───── EXERCISE DATA
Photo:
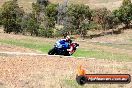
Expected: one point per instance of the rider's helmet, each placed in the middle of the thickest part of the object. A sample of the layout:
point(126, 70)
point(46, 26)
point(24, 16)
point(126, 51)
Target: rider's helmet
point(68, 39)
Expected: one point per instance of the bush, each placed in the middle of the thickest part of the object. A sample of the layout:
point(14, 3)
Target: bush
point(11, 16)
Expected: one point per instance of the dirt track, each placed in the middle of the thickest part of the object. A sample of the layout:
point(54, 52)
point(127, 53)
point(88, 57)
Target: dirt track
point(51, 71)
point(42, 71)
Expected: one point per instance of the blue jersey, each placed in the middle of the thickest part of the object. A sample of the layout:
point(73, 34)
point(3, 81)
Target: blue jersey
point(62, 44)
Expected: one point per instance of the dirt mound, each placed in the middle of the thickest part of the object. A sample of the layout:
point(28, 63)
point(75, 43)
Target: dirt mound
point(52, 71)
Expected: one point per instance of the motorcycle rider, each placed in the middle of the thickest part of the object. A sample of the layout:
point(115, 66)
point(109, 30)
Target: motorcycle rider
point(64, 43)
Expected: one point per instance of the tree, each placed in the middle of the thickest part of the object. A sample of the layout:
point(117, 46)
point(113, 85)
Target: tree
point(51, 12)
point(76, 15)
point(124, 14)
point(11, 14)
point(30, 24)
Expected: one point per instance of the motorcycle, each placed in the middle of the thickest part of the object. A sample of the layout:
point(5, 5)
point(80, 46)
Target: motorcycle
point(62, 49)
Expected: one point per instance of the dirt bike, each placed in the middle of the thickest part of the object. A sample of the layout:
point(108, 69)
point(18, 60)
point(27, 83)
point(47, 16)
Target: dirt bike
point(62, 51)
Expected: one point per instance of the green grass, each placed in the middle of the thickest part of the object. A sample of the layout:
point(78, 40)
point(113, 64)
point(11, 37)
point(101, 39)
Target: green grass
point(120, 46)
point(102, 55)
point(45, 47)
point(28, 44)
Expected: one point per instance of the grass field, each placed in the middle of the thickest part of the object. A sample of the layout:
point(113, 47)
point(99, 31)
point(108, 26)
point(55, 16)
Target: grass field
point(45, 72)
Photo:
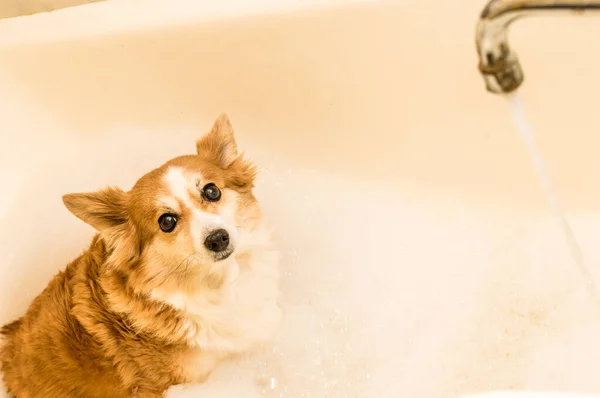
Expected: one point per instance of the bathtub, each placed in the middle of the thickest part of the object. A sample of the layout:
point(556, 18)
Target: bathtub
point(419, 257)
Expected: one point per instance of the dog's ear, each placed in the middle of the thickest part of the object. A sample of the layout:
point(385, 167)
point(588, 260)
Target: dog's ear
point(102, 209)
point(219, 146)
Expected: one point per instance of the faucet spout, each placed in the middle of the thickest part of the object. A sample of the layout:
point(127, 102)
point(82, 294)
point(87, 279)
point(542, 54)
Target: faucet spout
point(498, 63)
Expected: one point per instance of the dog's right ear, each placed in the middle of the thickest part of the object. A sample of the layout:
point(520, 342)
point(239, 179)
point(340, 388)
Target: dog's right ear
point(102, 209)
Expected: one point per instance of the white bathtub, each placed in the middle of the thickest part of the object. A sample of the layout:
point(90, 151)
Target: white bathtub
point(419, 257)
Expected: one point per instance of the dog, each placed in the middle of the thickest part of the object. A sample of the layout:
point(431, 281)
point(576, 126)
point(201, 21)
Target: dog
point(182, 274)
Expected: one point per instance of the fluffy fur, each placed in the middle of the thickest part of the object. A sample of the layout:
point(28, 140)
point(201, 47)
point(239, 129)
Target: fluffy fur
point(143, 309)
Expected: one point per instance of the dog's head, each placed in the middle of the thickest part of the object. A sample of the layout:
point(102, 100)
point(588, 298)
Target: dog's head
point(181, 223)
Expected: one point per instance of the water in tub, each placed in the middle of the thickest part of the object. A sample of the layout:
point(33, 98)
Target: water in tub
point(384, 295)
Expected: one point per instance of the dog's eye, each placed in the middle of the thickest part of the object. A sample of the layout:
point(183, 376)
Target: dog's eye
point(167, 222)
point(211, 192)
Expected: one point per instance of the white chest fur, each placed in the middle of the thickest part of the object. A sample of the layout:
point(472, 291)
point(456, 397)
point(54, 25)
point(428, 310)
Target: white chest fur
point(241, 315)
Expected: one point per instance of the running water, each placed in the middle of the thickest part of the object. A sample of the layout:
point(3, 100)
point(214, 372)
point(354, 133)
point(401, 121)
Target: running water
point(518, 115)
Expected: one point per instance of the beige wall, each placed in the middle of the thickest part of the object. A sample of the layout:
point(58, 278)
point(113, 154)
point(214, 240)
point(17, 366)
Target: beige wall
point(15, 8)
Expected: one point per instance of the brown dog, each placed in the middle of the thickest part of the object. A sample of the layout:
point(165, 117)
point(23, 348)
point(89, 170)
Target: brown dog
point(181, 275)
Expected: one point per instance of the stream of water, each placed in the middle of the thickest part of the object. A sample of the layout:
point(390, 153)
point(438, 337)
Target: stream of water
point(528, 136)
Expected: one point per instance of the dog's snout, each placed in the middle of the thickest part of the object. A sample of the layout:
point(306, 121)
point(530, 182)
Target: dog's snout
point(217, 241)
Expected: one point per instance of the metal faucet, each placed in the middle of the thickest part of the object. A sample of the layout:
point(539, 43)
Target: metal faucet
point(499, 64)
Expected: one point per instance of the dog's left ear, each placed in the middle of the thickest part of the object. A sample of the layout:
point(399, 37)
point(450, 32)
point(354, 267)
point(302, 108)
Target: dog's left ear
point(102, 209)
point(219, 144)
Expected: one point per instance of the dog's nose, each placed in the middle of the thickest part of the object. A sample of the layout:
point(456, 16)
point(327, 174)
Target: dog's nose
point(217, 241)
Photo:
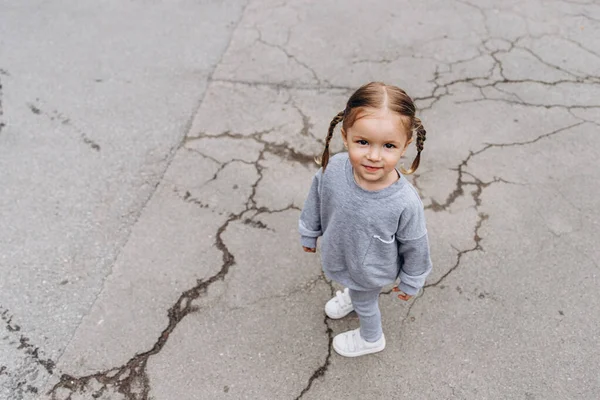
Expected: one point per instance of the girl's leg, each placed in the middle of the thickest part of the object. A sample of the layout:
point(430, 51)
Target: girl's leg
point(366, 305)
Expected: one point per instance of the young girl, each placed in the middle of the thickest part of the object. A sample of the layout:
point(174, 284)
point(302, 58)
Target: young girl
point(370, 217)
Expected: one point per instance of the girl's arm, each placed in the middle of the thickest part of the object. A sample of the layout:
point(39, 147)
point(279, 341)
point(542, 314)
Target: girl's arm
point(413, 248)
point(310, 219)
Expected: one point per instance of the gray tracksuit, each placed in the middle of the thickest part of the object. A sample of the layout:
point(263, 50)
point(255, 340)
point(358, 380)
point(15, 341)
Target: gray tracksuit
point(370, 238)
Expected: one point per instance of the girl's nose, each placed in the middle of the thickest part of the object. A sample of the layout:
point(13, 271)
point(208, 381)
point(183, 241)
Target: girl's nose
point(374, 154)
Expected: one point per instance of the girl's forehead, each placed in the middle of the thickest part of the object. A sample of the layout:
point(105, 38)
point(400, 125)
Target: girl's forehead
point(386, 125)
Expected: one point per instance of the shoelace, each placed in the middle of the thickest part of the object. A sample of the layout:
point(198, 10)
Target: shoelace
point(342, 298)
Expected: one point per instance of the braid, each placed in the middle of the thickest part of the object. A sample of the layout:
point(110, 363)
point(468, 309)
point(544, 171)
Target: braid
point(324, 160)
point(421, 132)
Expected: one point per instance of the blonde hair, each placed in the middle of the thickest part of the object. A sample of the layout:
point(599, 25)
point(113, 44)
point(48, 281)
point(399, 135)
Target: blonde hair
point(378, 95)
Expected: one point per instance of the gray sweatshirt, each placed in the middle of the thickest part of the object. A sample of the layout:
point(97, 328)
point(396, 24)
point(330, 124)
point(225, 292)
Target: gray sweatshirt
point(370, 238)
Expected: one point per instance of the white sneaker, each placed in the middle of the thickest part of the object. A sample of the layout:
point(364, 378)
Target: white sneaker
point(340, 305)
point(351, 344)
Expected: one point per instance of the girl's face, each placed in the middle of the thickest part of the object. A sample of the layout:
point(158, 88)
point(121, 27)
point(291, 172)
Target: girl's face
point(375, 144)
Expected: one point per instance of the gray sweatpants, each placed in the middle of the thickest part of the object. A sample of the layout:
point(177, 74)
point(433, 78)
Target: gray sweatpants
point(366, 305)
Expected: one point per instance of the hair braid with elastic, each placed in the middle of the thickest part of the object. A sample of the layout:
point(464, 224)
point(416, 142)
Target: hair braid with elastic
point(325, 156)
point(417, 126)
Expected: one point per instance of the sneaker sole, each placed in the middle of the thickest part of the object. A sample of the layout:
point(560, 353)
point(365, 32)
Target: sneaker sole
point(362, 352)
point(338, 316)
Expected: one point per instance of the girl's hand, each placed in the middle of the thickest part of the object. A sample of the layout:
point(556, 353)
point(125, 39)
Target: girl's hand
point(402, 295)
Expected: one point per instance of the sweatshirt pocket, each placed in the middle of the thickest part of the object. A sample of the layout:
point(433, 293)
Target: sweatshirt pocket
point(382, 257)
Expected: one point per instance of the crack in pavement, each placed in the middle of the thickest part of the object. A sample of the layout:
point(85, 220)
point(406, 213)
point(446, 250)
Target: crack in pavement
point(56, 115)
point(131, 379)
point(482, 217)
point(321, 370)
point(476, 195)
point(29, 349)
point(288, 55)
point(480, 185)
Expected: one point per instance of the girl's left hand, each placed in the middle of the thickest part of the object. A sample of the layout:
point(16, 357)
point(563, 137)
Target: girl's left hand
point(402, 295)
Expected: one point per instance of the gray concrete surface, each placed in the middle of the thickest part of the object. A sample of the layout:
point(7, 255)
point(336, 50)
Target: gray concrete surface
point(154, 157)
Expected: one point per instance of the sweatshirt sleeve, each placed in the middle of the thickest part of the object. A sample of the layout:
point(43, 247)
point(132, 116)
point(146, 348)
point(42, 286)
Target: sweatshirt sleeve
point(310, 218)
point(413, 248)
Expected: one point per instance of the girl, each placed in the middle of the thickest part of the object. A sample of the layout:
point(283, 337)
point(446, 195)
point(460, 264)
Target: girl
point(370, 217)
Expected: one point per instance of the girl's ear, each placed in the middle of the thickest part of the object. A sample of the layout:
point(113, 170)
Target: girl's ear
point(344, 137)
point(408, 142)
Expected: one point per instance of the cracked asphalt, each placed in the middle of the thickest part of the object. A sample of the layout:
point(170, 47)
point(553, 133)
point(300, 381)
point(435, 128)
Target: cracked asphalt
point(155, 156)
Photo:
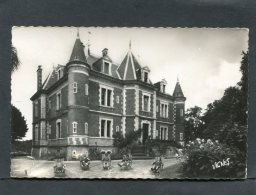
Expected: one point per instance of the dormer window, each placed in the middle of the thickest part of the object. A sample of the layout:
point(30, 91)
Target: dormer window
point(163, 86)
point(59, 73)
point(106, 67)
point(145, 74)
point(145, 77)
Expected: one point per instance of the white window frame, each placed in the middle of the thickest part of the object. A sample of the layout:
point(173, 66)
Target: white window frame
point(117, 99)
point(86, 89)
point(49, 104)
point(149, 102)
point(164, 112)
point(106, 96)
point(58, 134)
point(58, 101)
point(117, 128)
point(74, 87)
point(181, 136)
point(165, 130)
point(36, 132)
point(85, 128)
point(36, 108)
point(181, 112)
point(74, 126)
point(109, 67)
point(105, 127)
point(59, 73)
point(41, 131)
──────────
───── EXERCISE DATA
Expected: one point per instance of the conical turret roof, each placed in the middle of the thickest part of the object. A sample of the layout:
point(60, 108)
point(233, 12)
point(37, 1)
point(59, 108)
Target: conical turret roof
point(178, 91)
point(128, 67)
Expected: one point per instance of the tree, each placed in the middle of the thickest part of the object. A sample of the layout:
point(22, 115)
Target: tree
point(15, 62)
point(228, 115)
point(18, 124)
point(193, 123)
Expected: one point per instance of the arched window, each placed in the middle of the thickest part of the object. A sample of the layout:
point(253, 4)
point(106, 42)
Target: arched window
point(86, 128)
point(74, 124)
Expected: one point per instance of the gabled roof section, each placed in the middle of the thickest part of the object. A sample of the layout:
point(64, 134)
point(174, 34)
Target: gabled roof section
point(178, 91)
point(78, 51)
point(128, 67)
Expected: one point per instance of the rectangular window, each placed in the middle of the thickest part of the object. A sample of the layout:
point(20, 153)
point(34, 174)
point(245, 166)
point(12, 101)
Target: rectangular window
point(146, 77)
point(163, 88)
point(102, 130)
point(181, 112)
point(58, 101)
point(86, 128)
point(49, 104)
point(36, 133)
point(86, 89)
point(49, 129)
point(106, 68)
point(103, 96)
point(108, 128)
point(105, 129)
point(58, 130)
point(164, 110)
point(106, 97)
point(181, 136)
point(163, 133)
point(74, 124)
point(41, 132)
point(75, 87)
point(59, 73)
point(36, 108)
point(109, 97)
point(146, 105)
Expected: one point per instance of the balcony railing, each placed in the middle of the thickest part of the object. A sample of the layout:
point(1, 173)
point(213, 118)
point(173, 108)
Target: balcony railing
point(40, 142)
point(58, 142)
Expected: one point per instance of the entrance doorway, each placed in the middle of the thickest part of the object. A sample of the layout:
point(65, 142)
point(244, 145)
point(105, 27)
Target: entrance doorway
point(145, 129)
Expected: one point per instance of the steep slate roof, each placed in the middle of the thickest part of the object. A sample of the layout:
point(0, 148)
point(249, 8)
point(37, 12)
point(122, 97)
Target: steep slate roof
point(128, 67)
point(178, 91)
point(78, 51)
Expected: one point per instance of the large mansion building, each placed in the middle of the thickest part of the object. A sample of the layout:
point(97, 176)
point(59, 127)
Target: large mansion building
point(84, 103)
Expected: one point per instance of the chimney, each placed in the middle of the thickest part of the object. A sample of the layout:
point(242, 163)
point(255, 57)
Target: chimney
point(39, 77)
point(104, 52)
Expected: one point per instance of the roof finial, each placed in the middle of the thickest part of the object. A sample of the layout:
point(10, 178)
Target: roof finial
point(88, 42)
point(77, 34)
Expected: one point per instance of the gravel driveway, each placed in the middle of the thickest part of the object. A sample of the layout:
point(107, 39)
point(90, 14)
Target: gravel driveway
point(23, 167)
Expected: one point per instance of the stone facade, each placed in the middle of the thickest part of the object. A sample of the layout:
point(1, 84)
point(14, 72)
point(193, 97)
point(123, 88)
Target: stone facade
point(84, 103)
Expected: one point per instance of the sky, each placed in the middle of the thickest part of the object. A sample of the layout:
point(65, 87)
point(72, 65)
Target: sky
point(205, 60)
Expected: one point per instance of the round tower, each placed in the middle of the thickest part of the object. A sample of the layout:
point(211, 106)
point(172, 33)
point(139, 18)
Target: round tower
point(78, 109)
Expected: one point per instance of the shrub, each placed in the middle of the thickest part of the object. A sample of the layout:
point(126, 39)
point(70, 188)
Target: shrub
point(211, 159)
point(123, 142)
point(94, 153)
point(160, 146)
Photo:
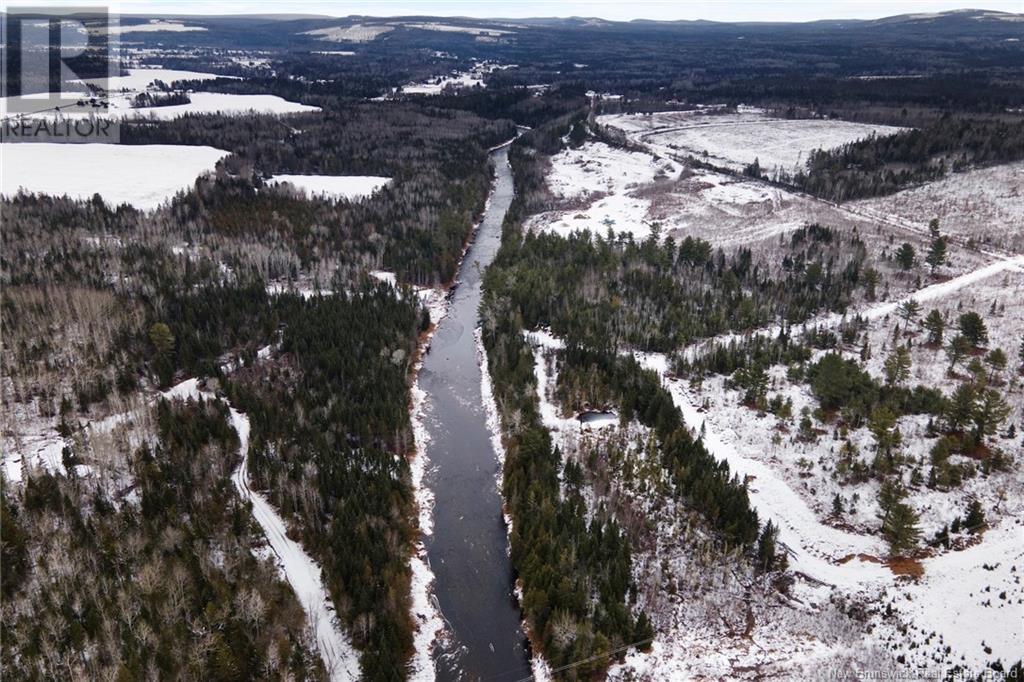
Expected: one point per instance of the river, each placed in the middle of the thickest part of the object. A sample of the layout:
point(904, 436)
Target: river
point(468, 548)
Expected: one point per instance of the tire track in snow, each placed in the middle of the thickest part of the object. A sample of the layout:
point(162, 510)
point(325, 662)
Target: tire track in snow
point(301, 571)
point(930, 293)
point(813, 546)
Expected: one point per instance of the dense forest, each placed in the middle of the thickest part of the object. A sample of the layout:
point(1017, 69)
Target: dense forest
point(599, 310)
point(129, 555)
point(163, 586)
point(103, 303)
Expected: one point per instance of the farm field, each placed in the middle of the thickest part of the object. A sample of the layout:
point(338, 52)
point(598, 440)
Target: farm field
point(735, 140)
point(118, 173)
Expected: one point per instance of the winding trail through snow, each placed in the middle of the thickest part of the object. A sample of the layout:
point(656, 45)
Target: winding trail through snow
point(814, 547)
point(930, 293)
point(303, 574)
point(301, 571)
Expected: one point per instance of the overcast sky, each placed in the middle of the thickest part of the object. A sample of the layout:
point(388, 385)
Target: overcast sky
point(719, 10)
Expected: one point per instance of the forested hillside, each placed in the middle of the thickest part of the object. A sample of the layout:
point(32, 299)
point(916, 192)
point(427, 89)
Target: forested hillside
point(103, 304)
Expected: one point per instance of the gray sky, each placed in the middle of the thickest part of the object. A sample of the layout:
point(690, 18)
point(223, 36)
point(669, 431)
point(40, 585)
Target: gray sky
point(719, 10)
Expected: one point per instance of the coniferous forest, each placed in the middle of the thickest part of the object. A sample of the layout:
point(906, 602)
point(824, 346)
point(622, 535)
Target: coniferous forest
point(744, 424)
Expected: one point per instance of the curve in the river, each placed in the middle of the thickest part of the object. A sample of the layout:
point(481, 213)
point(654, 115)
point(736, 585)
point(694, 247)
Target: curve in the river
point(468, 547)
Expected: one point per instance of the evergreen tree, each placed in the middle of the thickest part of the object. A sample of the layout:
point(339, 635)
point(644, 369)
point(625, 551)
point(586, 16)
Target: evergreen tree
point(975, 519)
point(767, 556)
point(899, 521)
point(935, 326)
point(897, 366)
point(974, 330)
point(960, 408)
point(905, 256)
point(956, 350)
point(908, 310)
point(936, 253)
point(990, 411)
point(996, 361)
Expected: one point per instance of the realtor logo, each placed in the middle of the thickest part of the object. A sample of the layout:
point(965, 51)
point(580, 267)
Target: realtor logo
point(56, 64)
──────────
───── EXERCISE DATA
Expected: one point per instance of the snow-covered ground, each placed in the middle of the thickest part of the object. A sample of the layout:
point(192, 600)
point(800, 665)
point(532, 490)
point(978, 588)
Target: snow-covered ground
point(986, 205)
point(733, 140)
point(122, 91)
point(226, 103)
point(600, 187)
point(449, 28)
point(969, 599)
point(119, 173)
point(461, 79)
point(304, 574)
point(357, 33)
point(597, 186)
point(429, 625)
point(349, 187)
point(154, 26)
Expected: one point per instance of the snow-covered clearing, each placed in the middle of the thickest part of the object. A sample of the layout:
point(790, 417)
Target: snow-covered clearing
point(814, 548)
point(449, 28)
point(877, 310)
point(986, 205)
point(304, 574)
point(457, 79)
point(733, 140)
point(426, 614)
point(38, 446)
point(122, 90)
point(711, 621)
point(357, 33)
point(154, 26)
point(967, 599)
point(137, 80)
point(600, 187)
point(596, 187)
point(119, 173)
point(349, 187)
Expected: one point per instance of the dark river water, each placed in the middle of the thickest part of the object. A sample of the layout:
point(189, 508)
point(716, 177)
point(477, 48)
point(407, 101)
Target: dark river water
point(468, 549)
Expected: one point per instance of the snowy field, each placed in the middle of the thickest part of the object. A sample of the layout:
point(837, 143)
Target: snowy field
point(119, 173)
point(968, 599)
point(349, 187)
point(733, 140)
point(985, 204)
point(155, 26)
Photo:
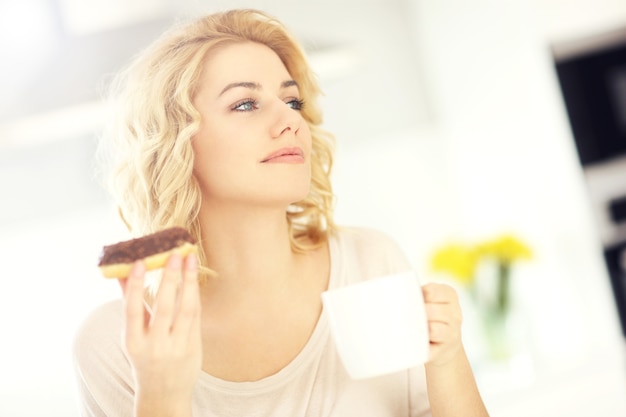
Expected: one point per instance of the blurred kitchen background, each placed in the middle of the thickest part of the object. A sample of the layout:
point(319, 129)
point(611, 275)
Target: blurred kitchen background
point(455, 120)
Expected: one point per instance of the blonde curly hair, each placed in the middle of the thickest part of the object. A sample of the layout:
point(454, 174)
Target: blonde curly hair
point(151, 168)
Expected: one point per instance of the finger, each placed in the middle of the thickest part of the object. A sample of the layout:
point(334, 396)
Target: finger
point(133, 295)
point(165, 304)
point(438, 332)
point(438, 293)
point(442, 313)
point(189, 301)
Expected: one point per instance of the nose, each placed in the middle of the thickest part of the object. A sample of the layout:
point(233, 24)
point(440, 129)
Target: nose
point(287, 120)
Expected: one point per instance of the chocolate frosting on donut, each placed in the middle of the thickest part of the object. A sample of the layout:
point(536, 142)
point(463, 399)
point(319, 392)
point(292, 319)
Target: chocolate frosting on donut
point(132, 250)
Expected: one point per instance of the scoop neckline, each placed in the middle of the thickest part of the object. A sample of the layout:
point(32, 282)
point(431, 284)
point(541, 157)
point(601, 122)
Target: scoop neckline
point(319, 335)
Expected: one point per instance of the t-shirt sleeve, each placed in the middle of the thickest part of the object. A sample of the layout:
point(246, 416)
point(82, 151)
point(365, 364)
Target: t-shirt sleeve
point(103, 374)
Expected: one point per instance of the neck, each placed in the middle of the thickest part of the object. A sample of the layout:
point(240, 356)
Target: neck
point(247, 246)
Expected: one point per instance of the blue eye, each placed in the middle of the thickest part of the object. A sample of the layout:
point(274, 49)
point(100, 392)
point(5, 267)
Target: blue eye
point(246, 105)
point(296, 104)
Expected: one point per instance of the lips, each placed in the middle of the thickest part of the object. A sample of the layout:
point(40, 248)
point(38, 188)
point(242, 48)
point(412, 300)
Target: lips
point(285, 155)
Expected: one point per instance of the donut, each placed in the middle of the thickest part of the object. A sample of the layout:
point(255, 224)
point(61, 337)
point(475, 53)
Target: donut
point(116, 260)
──────────
→ PROBLEM:
There is a run of lines above from the one with "point(22, 115)" to the one with "Expected: one point per instance of the large"; print exactly that run, both ends included, and nothing else.

→ SOLUTION BELOW:
point(22, 115)
Target: tree
point(15, 62)
point(228, 115)
point(18, 124)
point(193, 123)
Expected: one point per instance of the arched window, each placed in the middle of the thickest part of the object. A sample of the layout:
point(253, 4)
point(106, 42)
Target: arched window
point(86, 128)
point(74, 124)
Expected: one point per instance of the gabled roof section, each placed in the middle of the thickest part of the object. A sample of the layout:
point(64, 134)
point(174, 34)
Target: gabled roof section
point(178, 91)
point(78, 51)
point(128, 67)
Expected: one point per instance of the rectangular window, each placed in the middle of the thickest part of the object. A sample of the layout:
point(20, 153)
point(34, 174)
point(245, 166)
point(12, 101)
Target: rectangular window
point(146, 77)
point(163, 88)
point(102, 130)
point(181, 112)
point(58, 101)
point(86, 128)
point(49, 104)
point(36, 133)
point(86, 89)
point(49, 129)
point(106, 68)
point(103, 96)
point(108, 128)
point(105, 129)
point(58, 130)
point(164, 110)
point(106, 97)
point(181, 136)
point(163, 133)
point(74, 124)
point(41, 132)
point(75, 87)
point(59, 73)
point(36, 108)
point(109, 97)
point(146, 105)
Expected: one point per instance of the balcony railing, each placed in the middle of the thickest part of the object. A sample of the layout:
point(1, 173)
point(213, 118)
point(173, 108)
Target: balcony railing
point(40, 142)
point(58, 142)
Expected: one point per instance of the entrance doorway, each placed in the middle of the thickest part of the object. A sample of the layout:
point(65, 142)
point(244, 145)
point(105, 27)
Target: entrance doorway
point(145, 129)
Expected: one point per instance of the steep slate roof, each placed in the middle of the thickest part of the object. A sample of the layout:
point(0, 148)
point(249, 8)
point(37, 12)
point(122, 97)
Target: steep slate roof
point(128, 67)
point(178, 91)
point(78, 51)
Expected: one point per instance of the large mansion building, each placed in the middle of the thickest part of the object. A sample of the layout:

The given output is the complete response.